§ **Text shown**
[BEGIN]

Back to All Events

EARLY SHORTS (1969-1974) - Amber Film Collective

High-Row.jpg

Maybe (1969) 10 mins
A gentle film on the engine man of the Northumbria Ferry that crossed the River Tyne between North Shields and South Shields carrying workers, shoppers and kids against the busy river and its industrial landscape. The film was prevented from broadcast by BBC North East who requested the song Sair Fyeld Hinny - an old man’s song to his wife performed by traditional Tyneside singer Louis Killen - be removed for being unintelligible.

Launch (1974) 10 mins
Made for just £400, this impressionistic film captures the life of shipbuilding communities working on the North East's shipyards. At the end of a Wallsend Street, it follows the build up to the launch of World Unicorn, one of a series of oil tankers built by Swan Hunter.

High Row (1974) 33 mins
A docu-drama collaboration between Amber and coalminers at a small drift mine, high in the Pennines, near Alston in Cumbria, it progressed from an earlier script rejected by miners ("If it was like that, we wouldn’t work here"). Filming in cramped conditions, with members of the production team participating in the work process, Amber rented the mine for a week, and paid the men to act out the script that reconstructed their working day.

Bowes Line (1975) 28 mins
Built in the 1820s to link Kibblesworth Colliery with Jarrow Staithes where coal was loaded on to ships, this film focuses on Matty and Luke, two of the workers on the rope-hauled railway where full coal wagons were used to pull empty ones to the top of the hill before they were sent on to the colliery.

[END]

§ **What the task requires**
Reproduce the passage from the Amber Film Collective event listing, starting at "High-Row.jpg" and ending at "for being unintelligible.".

§ **Supplied data**
[BEGIN]

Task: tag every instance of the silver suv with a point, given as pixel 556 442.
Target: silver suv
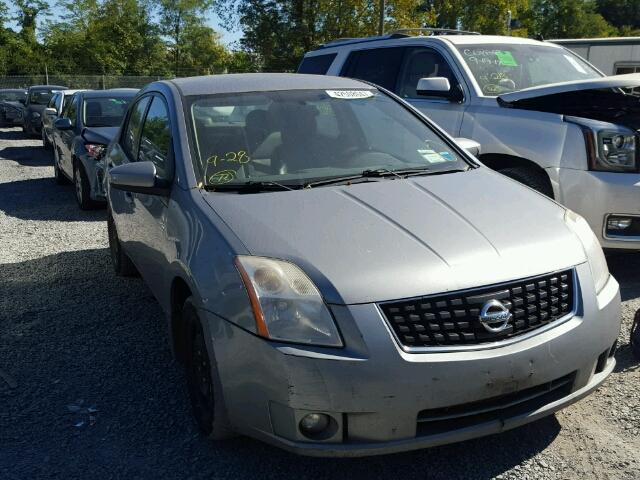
pixel 543 115
pixel 341 278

[END]

§ **Response to this task**
High-Row.jpg

Maybe (1969) 10 mins
A gentle film on the engine man of the Northumbria Ferry that crossed the River Tyne between North Shields and South Shields carrying workers, shoppers and kids against the busy river and its industrial landscape. The film was prevented from broadcast by BBC North East who requested the song Sair Fyeld Hinny - an old man’s song to his wife performed by traditional Tyneside singer Louis Killen - be removed for being unintelligible.